Trecho para leitura -

Juazeiro, Bahia – Manga sem fiapo e para comer com colher, uvas doces e sem sementes são o resultado mais visível de investimentos que conseguem fazer do Vale do Rio São Francisco, no semiárido brasileiro, um centro de produção e exportação de frutas para o mundo todo. Em uma área de 35 mil quilômetros quadrados frutas são produzidas em hectares e mais hectares de culturas que não são originárias daquela região, o que só é possível em razão de um avanço tecnológico que chegou nos anos 1970: a captação das águas do rio para irrigação.
A irrigação é projeto da Companhia dos Vales do São Francisco e do Parnaíba (Codevasf), órgão público que encontrou nesta tecnologia a melhor forma de promover o desenvolvimento agrícola da região. É ela que permite levar água a um local de clima semiárido de baixos níveis pluviométricos anuais. “Se tivéssemos que resumir a transformação da região, ela está lastreada em ciência e tecnologia, pois estamos em um ambiente extremamente desafiador”, diz o presidente da Federação da Agricultura e Pecuária da Bahia (Faeb), Humberto Miranda.
A água é captada por meio da pressurização levada a um canal principal que abastece uma rede de canais secundários. A irrigação chega às plantas, por sua vez, por gotejamento. Em alguns casos, realiza-se a irrigação por aspersão, no entanto, neste modelo o consumo da água e a perda por evaporação são maiores. Um dos distritos de irrigação, Senador Nilo Peçanha, compreende os municípios de Casa Nova, na Bahia, e Petrolina, em Pernambuco, na região do submédio São Francisco. Irriga uma área total de 18,6 mil hectares a partir do Lago de Sobradinho.

Objetivo 1 -
Indique se cada afirmação concorda com o texto sobre a irrigação no Vale do São Francisco, respondendo sim ou não e citando as palavras do texto que decidem: (a) a captação das águas do rio para irrigação chegou à região nos anos 1990; (b) na irrigação por aspersão, a perda por evaporação é maior; (c) o distrito Senador Nilo Peçanha irriga 18,6 mil hectares a partir do Lago de Sobradinho.
Objetivo 2 -
Escreva a continuação do texto sobre a irrigação no Vale do São Francisco, começando logo após a última frase.
Os registros provêm de outra fonte, sem ligação com o trecho.

Registros -
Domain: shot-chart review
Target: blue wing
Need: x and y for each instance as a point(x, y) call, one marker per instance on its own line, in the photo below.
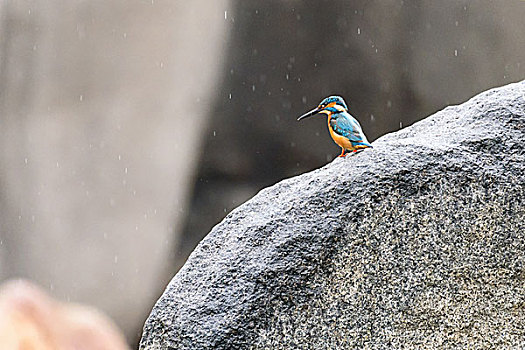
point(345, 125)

--

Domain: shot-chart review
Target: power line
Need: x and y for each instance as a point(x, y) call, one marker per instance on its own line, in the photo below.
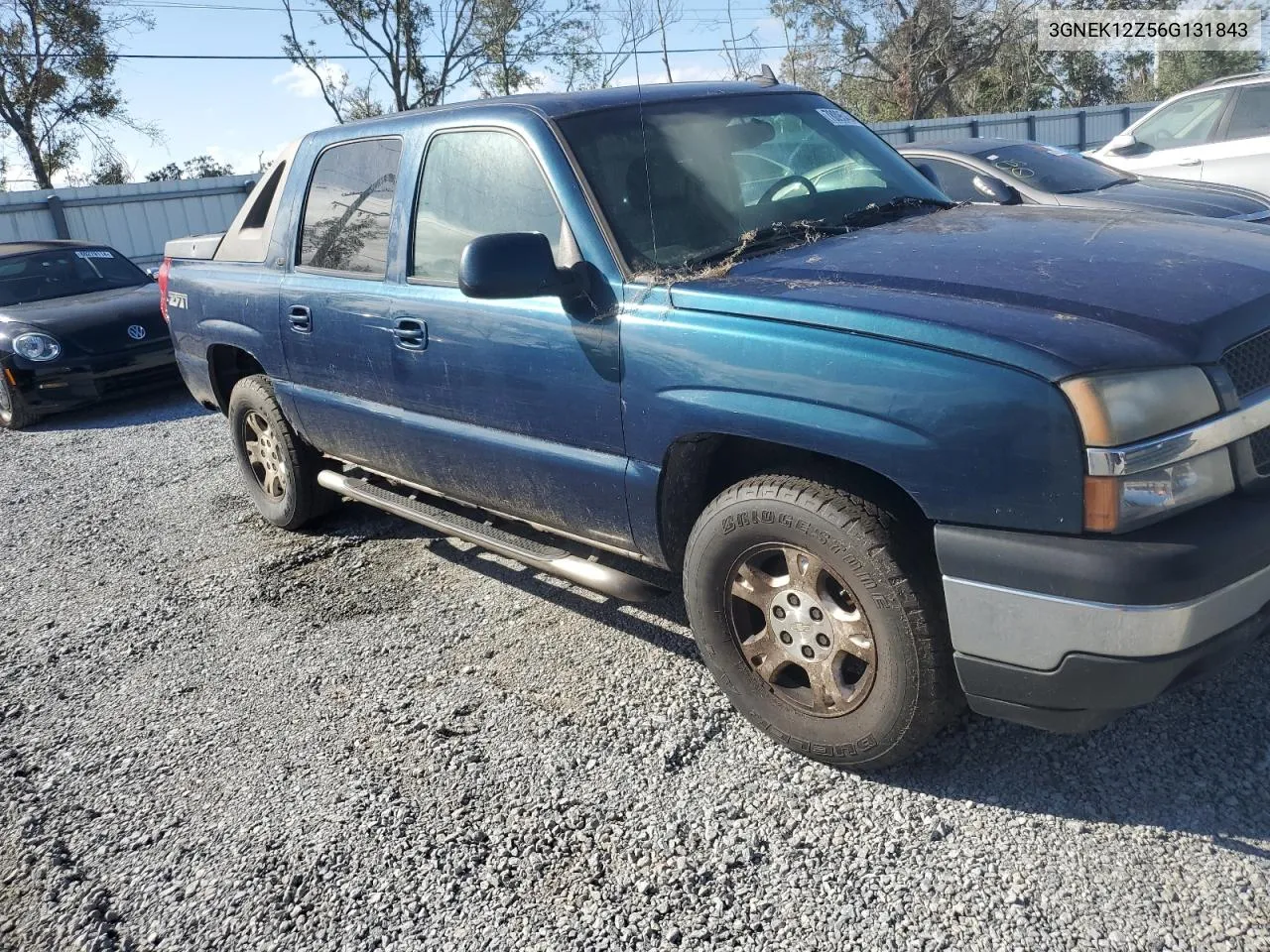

--

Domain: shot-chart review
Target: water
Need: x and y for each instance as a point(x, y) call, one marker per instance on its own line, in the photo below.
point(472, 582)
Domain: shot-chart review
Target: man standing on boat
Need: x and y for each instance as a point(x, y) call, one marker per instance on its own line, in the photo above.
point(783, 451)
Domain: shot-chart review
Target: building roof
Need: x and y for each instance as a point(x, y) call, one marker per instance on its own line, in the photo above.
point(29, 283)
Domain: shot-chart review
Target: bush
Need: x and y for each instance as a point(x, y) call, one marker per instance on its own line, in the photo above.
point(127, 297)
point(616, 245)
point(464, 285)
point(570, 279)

Resposta 1 -
(a) Não: "um avanço tecnológico que chegou nos anos 1970: a captação das águas do rio para irrigação"
(b) Sim: "neste modelo o consumo da água e a perda por evaporação são maiores"
(c) Sim: "Irriga uma área total de 18,6 mil hectares a partir do Lago de Sobradinho."

Resposta 2 -
Mangas e uvas
Foi a partir dos anos 1970 que investidores e empresários do Sul, Sudeste, do Japão e do próprio Nordeste passaram a apostar majoritariamente em duas culturas de frutas que não pertencem a este cenário: mangas e uvas florescem em um ambiente cercado por cactos, bromélias, umbuzeiros e carnaúbas, entre outras espécies da flora típica da caatinga.
A região conhecida como Vale do Rio São Francisco compreende quatro municípios de Pernambuco e quatro da Bahia. Entre as cidades pernambucanas, estão Santa Maria da Boa Vista, Lagoa Grande, Orocó e Petrolina. Do lado baiano, estão Juazeiro, Casa Nova, Sobradinho e Curaçá. Esses são apenas dois dos cinco estados pelos quais passa o São Francisco. Ele nasce em Minas Gerais e deságua no Oceano Atlântico após abastecer também Sergipe e Alagoas.
Segundo dados da Confederação da Agricultura e Pecuária do Brasil (CNA), em 2022 os municípios de Juazeiro e Petrolina produziram aproximadamente 600 mil toneladas de manga e 300 mil toneladas de uvas, principalmente uvas de mesa, embora no semiárido também se produzam uvas viníferas.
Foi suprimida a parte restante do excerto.